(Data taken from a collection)

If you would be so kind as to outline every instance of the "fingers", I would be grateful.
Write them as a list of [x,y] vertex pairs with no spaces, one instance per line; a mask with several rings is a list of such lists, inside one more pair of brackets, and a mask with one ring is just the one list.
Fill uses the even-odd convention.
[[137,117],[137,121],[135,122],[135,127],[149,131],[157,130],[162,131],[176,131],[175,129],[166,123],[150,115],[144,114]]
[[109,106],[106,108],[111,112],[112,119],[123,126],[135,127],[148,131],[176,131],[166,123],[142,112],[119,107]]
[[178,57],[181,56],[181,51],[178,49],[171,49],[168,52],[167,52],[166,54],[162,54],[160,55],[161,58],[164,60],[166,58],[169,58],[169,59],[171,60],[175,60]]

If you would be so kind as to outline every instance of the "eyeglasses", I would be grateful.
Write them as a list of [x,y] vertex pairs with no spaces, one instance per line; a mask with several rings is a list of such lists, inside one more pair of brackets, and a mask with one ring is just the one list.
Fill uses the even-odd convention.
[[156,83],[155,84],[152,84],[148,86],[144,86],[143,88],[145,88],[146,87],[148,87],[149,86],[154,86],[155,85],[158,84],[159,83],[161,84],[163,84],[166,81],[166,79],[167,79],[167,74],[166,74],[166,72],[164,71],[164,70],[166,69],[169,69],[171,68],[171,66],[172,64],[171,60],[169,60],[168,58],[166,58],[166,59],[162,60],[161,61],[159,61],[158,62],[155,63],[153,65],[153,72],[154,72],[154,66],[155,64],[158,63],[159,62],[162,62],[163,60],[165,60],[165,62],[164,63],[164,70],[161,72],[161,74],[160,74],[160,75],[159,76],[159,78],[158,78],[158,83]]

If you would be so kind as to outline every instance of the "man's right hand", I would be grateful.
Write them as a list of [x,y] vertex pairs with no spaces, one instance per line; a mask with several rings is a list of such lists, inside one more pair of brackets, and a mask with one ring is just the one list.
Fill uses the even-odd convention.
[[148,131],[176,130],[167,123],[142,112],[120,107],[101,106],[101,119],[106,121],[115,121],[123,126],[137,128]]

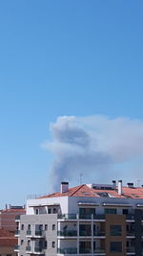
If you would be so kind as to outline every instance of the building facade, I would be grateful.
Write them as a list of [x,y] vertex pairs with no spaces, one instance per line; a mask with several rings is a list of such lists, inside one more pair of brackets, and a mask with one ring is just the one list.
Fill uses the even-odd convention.
[[16,229],[15,217],[26,214],[24,206],[6,204],[6,209],[0,211],[0,229],[13,231]]
[[83,184],[27,201],[16,220],[19,256],[143,255],[143,188]]
[[14,235],[8,231],[0,229],[0,255],[1,256],[16,256],[14,246],[17,244]]

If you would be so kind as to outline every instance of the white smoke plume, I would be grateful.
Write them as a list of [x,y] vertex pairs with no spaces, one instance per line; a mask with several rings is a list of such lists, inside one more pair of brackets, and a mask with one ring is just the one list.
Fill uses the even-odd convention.
[[86,182],[90,177],[102,182],[115,167],[122,169],[123,164],[143,156],[143,121],[63,116],[51,124],[51,130],[52,141],[45,147],[55,155],[51,170],[53,191],[59,190],[61,181],[77,180],[80,173]]

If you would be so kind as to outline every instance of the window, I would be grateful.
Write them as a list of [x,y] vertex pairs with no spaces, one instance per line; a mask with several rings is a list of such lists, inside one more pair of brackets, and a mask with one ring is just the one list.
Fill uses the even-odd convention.
[[47,241],[44,243],[44,248],[47,249]]
[[52,230],[55,230],[55,224],[52,224]]
[[128,215],[129,211],[128,209],[123,209],[123,214]]
[[55,248],[55,242],[52,241],[52,248]]
[[112,208],[105,209],[105,214],[116,214],[116,209]]
[[122,252],[122,242],[111,242],[110,249],[112,253]]
[[52,213],[57,213],[56,208],[53,208]]
[[51,208],[49,208],[48,213],[49,213],[49,214],[51,214]]
[[35,214],[39,214],[39,209],[35,209]]
[[121,236],[122,235],[122,226],[121,225],[111,225],[110,226],[110,235],[111,236]]

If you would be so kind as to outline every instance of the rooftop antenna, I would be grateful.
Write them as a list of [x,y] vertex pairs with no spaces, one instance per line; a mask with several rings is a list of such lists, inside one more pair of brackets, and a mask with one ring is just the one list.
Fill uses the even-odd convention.
[[79,175],[79,184],[80,184],[80,185],[82,184],[82,177],[83,177],[83,174],[80,174],[80,175]]

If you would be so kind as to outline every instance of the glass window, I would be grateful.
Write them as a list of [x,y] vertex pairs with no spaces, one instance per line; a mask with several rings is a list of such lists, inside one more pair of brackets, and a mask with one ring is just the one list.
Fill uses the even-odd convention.
[[123,214],[128,215],[128,213],[129,213],[128,209],[123,209]]
[[56,208],[53,208],[53,210],[52,210],[52,213],[54,214],[54,213],[56,213],[57,211],[56,211]]
[[116,214],[116,209],[112,208],[105,209],[105,214]]
[[55,230],[55,224],[52,224],[52,230]]
[[54,247],[55,247],[55,242],[52,241],[52,248],[54,248]]
[[36,209],[35,210],[35,214],[39,214],[39,209]]
[[111,242],[110,249],[112,253],[122,252],[122,242]]
[[122,235],[122,226],[121,225],[111,225],[110,226],[110,235],[111,236],[121,236]]
[[48,213],[51,214],[51,208],[49,208]]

Task requirements: Pull out all of the lines above word for word, but leave the pictures out of your answer.

Answer:
If you would be so kind as to outline every instance of the "fingers", I would be grateful.
Write them as a list of [x,y] vertex pairs with no spaces, one instance per line; a mask with several rings is a list of such lists, inside one more pair of brackets, and a mask with one ring is just the one list.
Fill uses the even-odd convention.
[[137,117],[137,121],[135,122],[135,127],[149,131],[157,130],[162,131],[176,131],[175,129],[166,123],[150,115],[144,114]]
[[109,106],[106,108],[111,112],[112,119],[123,126],[135,127],[148,131],[176,131],[166,123],[142,112],[119,107]]
[[178,57],[181,56],[181,51],[178,49],[171,49],[168,52],[167,52],[166,54],[162,54],[160,55],[161,58],[164,60],[166,58],[169,58],[169,59],[171,60],[175,60]]

If you would be so kind as to outline every instance of the "eyeglasses", I would be grateful.
Write them as a list of [x,y] vertex pairs with no spaces, one instance per line; a mask with several rings is a list of such lists, inside one more pair of brackets, and a mask with one ring is just the one list.
Fill uses the even-odd convention.
[[156,83],[155,84],[152,84],[148,86],[144,86],[143,88],[145,88],[146,87],[148,87],[149,86],[154,86],[155,85],[158,84],[159,83],[161,84],[163,84],[166,81],[166,79],[167,79],[167,74],[166,74],[166,72],[164,71],[164,70],[166,69],[169,69],[171,68],[171,66],[172,64],[171,60],[169,60],[168,58],[166,58],[166,59],[162,60],[161,61],[159,61],[158,62],[155,63],[153,65],[153,72],[154,72],[154,66],[155,64],[158,63],[159,62],[162,62],[163,60],[165,60],[165,62],[164,63],[164,70],[161,72],[161,74],[160,74],[160,75],[159,76],[159,78],[158,78],[158,83]]

If you would be so kind as to outline every instance of the "man's right hand", I would be grateful.
Write them as a list of [x,y] vertex pairs with no spaces, one instance per line; a mask with several rings is a list of such lists, inside one more pair of brackets, and a mask with one ring is just the one list.
Fill uses the even-odd convention.
[[148,131],[176,130],[167,123],[142,112],[120,107],[101,106],[101,119],[106,121],[115,121],[123,126],[137,128]]

If you would be so kind as to outline every instance of the building facade, I would be grateful.
Write them as a list of [x,y] vertex pairs with no spaces, one instance per line; a mask with several rings is a list of such lists, inside one more pair of brackets, and a mask with one ring is just the one list.
Fill uses the even-odd convention.
[[16,229],[15,217],[26,214],[24,206],[6,204],[6,209],[0,211],[0,229],[13,231]]
[[83,184],[27,201],[16,220],[19,256],[143,255],[143,188]]
[[14,235],[8,231],[0,229],[0,255],[1,256],[16,256],[14,246],[17,244]]

If you would be so kind as to outline every instance of the white smoke plume, I would be grateful.
Write them as a list of [x,y] vertex pairs with no spaces, one instance per line; a mask with several rings is a list of such lists, inside one more pair of brackets, and a mask with one ring is just the one list.
Fill uses the even-odd convention.
[[86,182],[90,177],[102,182],[115,167],[122,169],[123,164],[143,156],[143,121],[63,116],[51,124],[51,130],[52,141],[45,147],[55,155],[51,170],[53,191],[59,190],[61,181],[77,180],[80,173]]

If you would be so kind as to outline every instance of the window, I would be grateful.
Write them as a list of [x,y] vertex pairs with no spaces, one instance per line; a mask with several rings is a list of such lists, inside one more pair of brackets, and a mask with one ring is just the one list.
Fill uses the even-odd convention.
[[47,241],[44,243],[44,248],[47,249]]
[[52,230],[55,230],[55,224],[52,224]]
[[128,215],[129,211],[128,209],[123,209],[123,214]]
[[55,248],[55,242],[52,241],[52,248]]
[[112,208],[105,209],[105,214],[116,214],[116,209]]
[[122,252],[122,242],[111,242],[110,249],[112,253]]
[[52,213],[57,213],[56,208],[53,208]]
[[51,208],[49,208],[48,213],[49,213],[49,214],[51,214]]
[[35,214],[39,214],[39,209],[35,209]]
[[121,236],[122,235],[122,226],[121,225],[111,225],[110,226],[110,235],[111,236]]

If you would be so kind as to outline every instance of the rooftop antenna, I would be grateful.
Write them as a list of [x,y] vertex pairs with no spaces, one instance per line; a mask with several rings is a list of such lists, inside one more pair of brackets, and a mask with one ring is just the one list.
Fill uses the even-odd convention.
[[79,175],[79,184],[80,184],[80,185],[82,184],[82,177],[83,177],[83,174],[80,174],[80,175]]

If you would be so kind as to outline every instance of the glass window, I would be grateful.
Write them as a list of [x,y] vertex pairs with no spaces, one instance per line; a mask with several rings is a list of such lists, inside one more pair of brackets, and a mask with one ring is just the one list.
Fill uses the even-odd convention.
[[123,214],[128,215],[128,213],[129,213],[128,209],[123,209]]
[[56,208],[53,208],[53,210],[52,210],[52,213],[54,214],[54,213],[56,213],[57,211],[56,211]]
[[116,214],[116,209],[112,208],[105,209],[105,214]]
[[55,230],[55,224],[52,224],[52,230]]
[[54,247],[55,247],[55,242],[52,241],[52,248],[54,248]]
[[36,209],[35,210],[35,214],[39,214],[39,209]]
[[111,242],[110,249],[112,253],[122,252],[122,242]]
[[122,235],[122,226],[121,225],[111,225],[110,226],[110,235],[111,236],[121,236]]
[[48,213],[51,214],[51,208],[49,208]]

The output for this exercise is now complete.